Ziel der Aufgabe –
Aus welchen Ländern stammen laut dem ausgewählten Abschnitt die drei interviewten Pflegekräfte? Nenne alle.

------ Ausgewählter Abschnitt

Diese Integrationsleistung, die Sorge um das psychische Wohl und die Anerkennung der inzwischen nicht mehr aus deutschen Landen sondern aus aller Welt angeworbenen Pfleger*innen, ist heutzutage bisweilen ein großer Missstand.
Mit dem Projekt "3 neue Schwestern" werden nun 3 Pflegerinnen aus dem z.T. sehr fernen Ausland akustisch in den "Schwesternpark" integriert und die Aufmerksamkeit auf deren Lebenssituation gelenkt, die alle ihre Familien verlassen haben, um bei unseren Familienangehörigen die Pflegearbeit zu übernehmen.
Mit 3 nicht-deutschen Krankenschwestern/Pflegekräften, die die drei Pflegebereiche (Pflegeheim, Krankenhaus, Zu-Hause-Pflege) abdecken und die aus ehemaligen bzw. aktuell verheerenden Kriegsgebieten stammen (Bosnien, Vietnam und der Ukraine) führte ich Interviews zu ihrem beruflichen und persönlichen Befinden und bat sie darum, mir ein Lieblingslied sowie eine Pflanze aus ihrer Heimat zu nennen.

------------
------ Vorliegende Einträge

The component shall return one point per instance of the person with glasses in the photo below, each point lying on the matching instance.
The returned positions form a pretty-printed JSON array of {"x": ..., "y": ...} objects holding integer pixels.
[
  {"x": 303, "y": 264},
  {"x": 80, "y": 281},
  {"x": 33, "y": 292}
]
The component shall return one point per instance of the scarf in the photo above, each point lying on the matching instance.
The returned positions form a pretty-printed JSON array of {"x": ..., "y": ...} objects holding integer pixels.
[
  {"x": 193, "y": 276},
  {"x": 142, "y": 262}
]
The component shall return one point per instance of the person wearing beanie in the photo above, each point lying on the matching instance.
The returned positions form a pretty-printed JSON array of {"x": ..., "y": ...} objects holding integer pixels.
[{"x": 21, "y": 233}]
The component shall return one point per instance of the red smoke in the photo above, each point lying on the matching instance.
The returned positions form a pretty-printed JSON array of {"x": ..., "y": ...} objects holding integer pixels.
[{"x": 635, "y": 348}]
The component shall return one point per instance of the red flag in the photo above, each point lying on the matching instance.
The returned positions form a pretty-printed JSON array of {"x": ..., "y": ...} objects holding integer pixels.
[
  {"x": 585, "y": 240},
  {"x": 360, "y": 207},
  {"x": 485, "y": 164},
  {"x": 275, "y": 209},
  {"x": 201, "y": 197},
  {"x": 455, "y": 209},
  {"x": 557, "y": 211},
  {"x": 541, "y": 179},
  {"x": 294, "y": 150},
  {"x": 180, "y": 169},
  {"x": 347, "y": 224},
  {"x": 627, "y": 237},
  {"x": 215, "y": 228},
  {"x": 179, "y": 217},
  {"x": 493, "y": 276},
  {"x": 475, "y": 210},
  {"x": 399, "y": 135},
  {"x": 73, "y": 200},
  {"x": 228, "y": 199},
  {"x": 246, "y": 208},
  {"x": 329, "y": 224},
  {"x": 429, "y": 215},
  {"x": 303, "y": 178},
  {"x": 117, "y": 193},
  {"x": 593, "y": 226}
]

------------

Lösung –
Bosnien, Vietnam, Ukraine